Short exercise: Reproduce the data in its entirety, exactly as supplied.

****************

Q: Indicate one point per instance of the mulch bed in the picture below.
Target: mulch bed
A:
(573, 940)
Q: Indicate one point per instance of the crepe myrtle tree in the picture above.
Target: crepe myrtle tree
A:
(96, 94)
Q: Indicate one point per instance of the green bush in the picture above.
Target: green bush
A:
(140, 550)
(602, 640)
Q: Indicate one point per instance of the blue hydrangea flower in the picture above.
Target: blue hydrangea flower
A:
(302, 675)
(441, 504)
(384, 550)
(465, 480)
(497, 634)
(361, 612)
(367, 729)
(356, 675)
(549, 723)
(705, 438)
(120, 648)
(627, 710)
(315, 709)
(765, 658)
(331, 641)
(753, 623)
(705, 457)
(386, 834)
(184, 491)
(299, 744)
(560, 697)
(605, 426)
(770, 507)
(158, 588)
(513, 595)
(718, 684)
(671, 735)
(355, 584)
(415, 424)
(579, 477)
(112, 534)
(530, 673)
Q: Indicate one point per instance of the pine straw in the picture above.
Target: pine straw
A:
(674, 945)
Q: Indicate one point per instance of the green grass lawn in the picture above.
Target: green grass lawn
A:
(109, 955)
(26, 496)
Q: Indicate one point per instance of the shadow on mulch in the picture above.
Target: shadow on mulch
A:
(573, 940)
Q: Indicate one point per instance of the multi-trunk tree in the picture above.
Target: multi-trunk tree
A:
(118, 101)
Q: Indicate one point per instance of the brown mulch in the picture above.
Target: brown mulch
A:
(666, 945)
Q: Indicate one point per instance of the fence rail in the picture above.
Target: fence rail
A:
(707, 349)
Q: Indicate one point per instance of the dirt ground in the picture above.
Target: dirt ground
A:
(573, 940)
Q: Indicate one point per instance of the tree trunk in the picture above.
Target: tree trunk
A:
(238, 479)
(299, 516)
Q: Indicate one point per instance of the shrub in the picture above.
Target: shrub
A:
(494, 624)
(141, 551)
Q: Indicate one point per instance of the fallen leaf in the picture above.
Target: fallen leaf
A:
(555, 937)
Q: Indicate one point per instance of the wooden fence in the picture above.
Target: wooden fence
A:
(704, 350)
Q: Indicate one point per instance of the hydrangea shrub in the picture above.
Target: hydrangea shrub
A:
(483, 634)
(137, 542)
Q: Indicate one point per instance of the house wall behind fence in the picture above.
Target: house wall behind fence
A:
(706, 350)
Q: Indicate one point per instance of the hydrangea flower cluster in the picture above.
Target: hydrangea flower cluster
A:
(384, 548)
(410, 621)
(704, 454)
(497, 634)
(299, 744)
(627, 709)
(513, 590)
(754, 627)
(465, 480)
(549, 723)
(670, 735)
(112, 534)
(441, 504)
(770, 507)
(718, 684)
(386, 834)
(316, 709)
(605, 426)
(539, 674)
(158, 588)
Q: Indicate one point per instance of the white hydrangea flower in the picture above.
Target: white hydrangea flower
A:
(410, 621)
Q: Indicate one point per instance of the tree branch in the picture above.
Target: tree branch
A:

****************

Problem solution:
Q: Indicate one point per instance of the mulch bed in the picture below.
Target: mulch bed
A:
(573, 940)
Q: Indicate one point per instance of the crepe myrtle tree in the picture above.
Target: crepe myrtle tree
A:
(96, 94)
Q: Indicate one point per instance of the green bush in the picture above.
Target: green bush
A:
(140, 550)
(602, 640)
Q: Indicate one point per instance of the blue hydrangea flower in the picture above.
Target: blue hydrangea flower
A:
(302, 675)
(441, 504)
(384, 550)
(465, 480)
(497, 634)
(361, 612)
(367, 729)
(356, 675)
(549, 723)
(705, 438)
(120, 648)
(627, 710)
(315, 709)
(765, 658)
(331, 641)
(753, 623)
(705, 457)
(386, 834)
(184, 491)
(299, 744)
(560, 697)
(605, 426)
(770, 507)
(158, 588)
(513, 595)
(718, 684)
(671, 735)
(355, 584)
(415, 424)
(579, 477)
(112, 534)
(530, 673)
Q: Indicate one point per instance of the pine straw in the picture above.
Target: pine straw
A:
(674, 945)
Q: Indicate one point per instance of the green grass lawn in the picture above.
Target: green grass lawn
A:
(109, 955)
(26, 496)
Q: Indicate one point per instance of the shadow on mulch in the picture above.
Target: shadow on mulch
A:
(573, 940)
Q: Indicate one point per instance of the multi-trunk tree in the picture above.
Target: multi-trunk tree
A:
(118, 101)
Q: Indicate one point per instance of the brown mulch in the picture above.
Target: brown mulch
A:
(666, 945)
Q: Indicate one point per instance of the fence rail in the picture above.
Target: fence rail
A:
(707, 349)
Q: Indicate one point per instance of the dirt ground in the picture above.
Target: dirt ground
A:
(573, 940)
Q: Indicate one point per instance of the tree trunk in the picture above.
Target: tree trunk
A:
(238, 479)
(299, 516)
Q: Indicate one point per instance of the shrub in the picture above.
Target: shrub
A:
(494, 624)
(141, 551)
Q: Indicate one point per instance of the fallen leaf in the picture above.
Target: fallen leaf
A:
(555, 937)
Q: Indicate one point per instance of the wooden fence in the picture above.
Target: wooden fence
A:
(704, 350)
Q: Indicate one point per instance of the hydrangea shrub in the picture above.
Target: hydrangea shrub
A:
(483, 634)
(137, 542)
Q: Indicate one point per instance of the house wall behind fence in the picture above.
Target: house wall behind fence
A:
(706, 350)
Q: Indicate one point per instance of the hydrangea flower cluster in the picture above.
Target: hydrangea flower cluster
A:
(384, 548)
(410, 621)
(704, 454)
(497, 634)
(299, 744)
(627, 709)
(513, 590)
(754, 627)
(465, 480)
(549, 723)
(670, 735)
(112, 534)
(441, 504)
(770, 507)
(718, 684)
(386, 834)
(316, 709)
(605, 426)
(539, 674)
(158, 588)
Q: Indicate one point per instance of the white hydrangea flower in the picture above.
Target: white hydrangea flower
A:
(410, 621)
Q: Indicate one point per instance of the tree branch in the picture above.
Target: tree branch
A:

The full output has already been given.